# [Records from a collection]
⟨

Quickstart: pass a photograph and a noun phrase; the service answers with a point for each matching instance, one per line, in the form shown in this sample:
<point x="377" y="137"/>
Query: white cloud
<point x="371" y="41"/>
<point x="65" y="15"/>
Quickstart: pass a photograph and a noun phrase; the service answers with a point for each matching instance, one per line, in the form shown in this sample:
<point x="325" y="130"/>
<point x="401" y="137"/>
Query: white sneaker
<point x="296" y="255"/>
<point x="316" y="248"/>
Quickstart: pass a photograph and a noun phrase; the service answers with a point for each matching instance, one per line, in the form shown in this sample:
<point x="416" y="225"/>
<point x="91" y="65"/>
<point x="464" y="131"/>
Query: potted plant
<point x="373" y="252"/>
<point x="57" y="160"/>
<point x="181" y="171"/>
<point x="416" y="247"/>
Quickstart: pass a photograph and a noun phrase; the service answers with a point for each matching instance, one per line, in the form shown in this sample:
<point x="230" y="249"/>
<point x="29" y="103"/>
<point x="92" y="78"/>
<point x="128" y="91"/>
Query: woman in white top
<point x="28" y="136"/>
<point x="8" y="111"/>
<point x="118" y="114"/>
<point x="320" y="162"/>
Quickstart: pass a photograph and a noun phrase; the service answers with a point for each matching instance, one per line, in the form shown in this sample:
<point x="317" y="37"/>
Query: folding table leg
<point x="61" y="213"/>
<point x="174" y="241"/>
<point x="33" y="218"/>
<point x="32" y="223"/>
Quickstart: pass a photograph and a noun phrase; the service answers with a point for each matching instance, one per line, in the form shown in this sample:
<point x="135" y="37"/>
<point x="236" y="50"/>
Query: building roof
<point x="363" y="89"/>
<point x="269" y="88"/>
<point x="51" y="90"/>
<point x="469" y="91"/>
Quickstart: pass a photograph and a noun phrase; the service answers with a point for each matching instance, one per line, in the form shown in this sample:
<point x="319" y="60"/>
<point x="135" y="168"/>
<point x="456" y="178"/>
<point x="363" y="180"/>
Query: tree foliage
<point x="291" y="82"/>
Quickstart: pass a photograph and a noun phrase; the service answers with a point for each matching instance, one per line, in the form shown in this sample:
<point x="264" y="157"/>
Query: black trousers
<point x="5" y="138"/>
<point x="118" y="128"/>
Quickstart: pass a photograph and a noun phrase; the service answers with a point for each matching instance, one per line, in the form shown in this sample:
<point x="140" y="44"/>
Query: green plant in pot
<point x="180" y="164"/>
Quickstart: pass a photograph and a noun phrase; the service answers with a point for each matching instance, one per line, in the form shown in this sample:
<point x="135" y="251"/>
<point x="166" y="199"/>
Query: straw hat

⟩

# [GIVEN EXERCISE]
Copy out all of the records above with nothing altered.

# [SOLUTION TO THIS EXERCISE]
Quickstart: pass a photograph and a noun phrase; the service answers with a point for each matching instance, one per line, in the form shown in this sample:
<point x="377" y="137"/>
Query: white cloud
<point x="371" y="41"/>
<point x="65" y="15"/>
Quickstart: pass a photograph and a noun phrase; the service answers with a point for each matching instance, one per line, in the form shown in this sample:
<point x="325" y="130"/>
<point x="401" y="137"/>
Query: white sneaker
<point x="296" y="255"/>
<point x="316" y="248"/>
Quickstart: pass a photograph and a noun phrase; the service answers with a point for each matching instance, one per line, in the form shown in this sample:
<point x="416" y="225"/>
<point x="91" y="65"/>
<point x="464" y="131"/>
Query: potted plant
<point x="373" y="252"/>
<point x="57" y="160"/>
<point x="181" y="171"/>
<point x="416" y="247"/>
Quickstart: pass a photograph and a noun phrase; the service answers with a point for each matching instance, one per line, in the form shown in this sample:
<point x="230" y="249"/>
<point x="29" y="103"/>
<point x="92" y="78"/>
<point x="128" y="91"/>
Query: woman in white top
<point x="28" y="136"/>
<point x="8" y="111"/>
<point x="118" y="114"/>
<point x="320" y="162"/>
Quickstart: pass a photograph and a noun phrase; the service answers with a point for each matching instance, one per line, in the form shown in this sample:
<point x="317" y="37"/>
Query: folding table leg
<point x="61" y="213"/>
<point x="174" y="241"/>
<point x="33" y="218"/>
<point x="32" y="223"/>
Quickstart: pass a photograph and a noun phrase; the service answers with a point for each matching instance, one per line, in the form shown in this sample:
<point x="135" y="37"/>
<point x="236" y="50"/>
Query: building roof
<point x="363" y="89"/>
<point x="269" y="88"/>
<point x="51" y="90"/>
<point x="469" y="91"/>
Quickstart: pass a photograph and a noun phrase; the service answers with a point for each matching instance, one per line, in the form shown in this sample:
<point x="319" y="60"/>
<point x="135" y="168"/>
<point x="456" y="178"/>
<point x="363" y="180"/>
Query: tree foliage
<point x="291" y="82"/>
Quickstart: pass a photograph and a noun phrase; the service answers with a point for each matching instance, one per line, in the form shown in this sample:
<point x="264" y="157"/>
Query: black trousers
<point x="5" y="138"/>
<point x="118" y="128"/>
Quickstart: pass a photograph and a noun phrase; the service answers with a point for each matching instance, one per line, in the form shown in this sample:
<point x="140" y="44"/>
Query: green plant in pot
<point x="180" y="164"/>
Quickstart: pass a photograph and a noun phrase; the service answers with a point for each matching instance, one per line, in the form shown in this sample:
<point x="135" y="251"/>
<point x="166" y="199"/>
Query: straw hat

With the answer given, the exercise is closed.